# Supplied text
Following up on our earlier post on Crampton's Political Mapping of Cyberspace, the book makes a good argument for distinguishing two modes of blogging: confessional and anticonfessional.
I. Blogging as confession: this refers to the Catholic practice, but also to Western speech practices influenced by it, from speak-outs to testimony.
It is clear that the West is a highly confessional society. We like to make confessions and to listen or watch them on TV, in the news or at church. (97)
Crampton quotes one P. Brooks:
confession "is deeply imbricated with our sense of the self, its interiority, its capacity for introspection, self-knowledge, self-evaluation" (98)
cyberspace offers boundless opportunities for the extension of confession... explicit places and spaces online in which to perform juridico-religious confession, discussion confession, or view confessions... More significant... are the procedures for authenticating one's true identity with passwords, encrypted network protocols, Accepable Use policies..." (99; emphasis in original)
Moreover, the classic model of cyberspatial bodilessness suggests the realization of a higher truth about the self through stripping away the flesh to reveal the spirit within.
[T]he digital is prcisely where the body does not enter, but where your true inner self can shine forth (99)
II. Blogging against the confessional: using Foucault's care of the self concept, Crampton sees blogs as performing a different type of speech act, one which resists the confessional mode. To begin with, blogging isn't solitary:
One is writing not as an academic exercise but to be in a community. This community is not ;the mass', but rather a set of people (constantly changing although it is) that pay attention to each other's blogs" (95-96)
Moreover, as my wife points out, Catholic confession is predicated on anonymity, rather than identification. Even a pseudonymous blog marks out a persistent, identifiable person.
Blog writing is not revelatory, in Crampton's view, but productive. Identity is not revealed, but produced:
"While the outcome of 'classical' confession... is to produce authentic discourse or the truth about oneself, self-writing such as blogging has no such target. Rather, they are part of the process of a 'life emerging'" (96)
That production occurs without normative control, as newspaper editors love to say. Clearly this goes against the foundation of the confessional:
"To confess is to be in a position of (1) being authenticated as who you say you are (real/false) and (2) being placed in a discourse of normalization" (97).

# Provided material
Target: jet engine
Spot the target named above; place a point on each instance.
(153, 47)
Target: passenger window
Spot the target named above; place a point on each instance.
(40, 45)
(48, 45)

# Goals
1. Please transcribe, word for word, the part of the post on confessional blogging that opens with the words containing "Following up on" and closes with "speak-outs to testimony.".
2. Answer these questions from the post on confessional blogging:
(a) Which page number is cited after the claim that the West is a highly confessional society?
(b) Which concept of Foucault's does Crampton draw on to describe blogging against the confessional?
(c) According to the writer's wife, what is Catholic confession predicated on?

# Answers to each task
1.
Following up on our earlier post on Crampton's Political Mapping of Cyberspace, the book makes a good argument for distinguishing two modes of blogging: confessional and anticonfessional.
I. Blogging as confession: this refers to the Catholic practice, but also to Western speech practices influenced by it, from speak-outs to testimony.

2.
(a) 97
(b) The care of the self
(c) Anonymity, rather than identification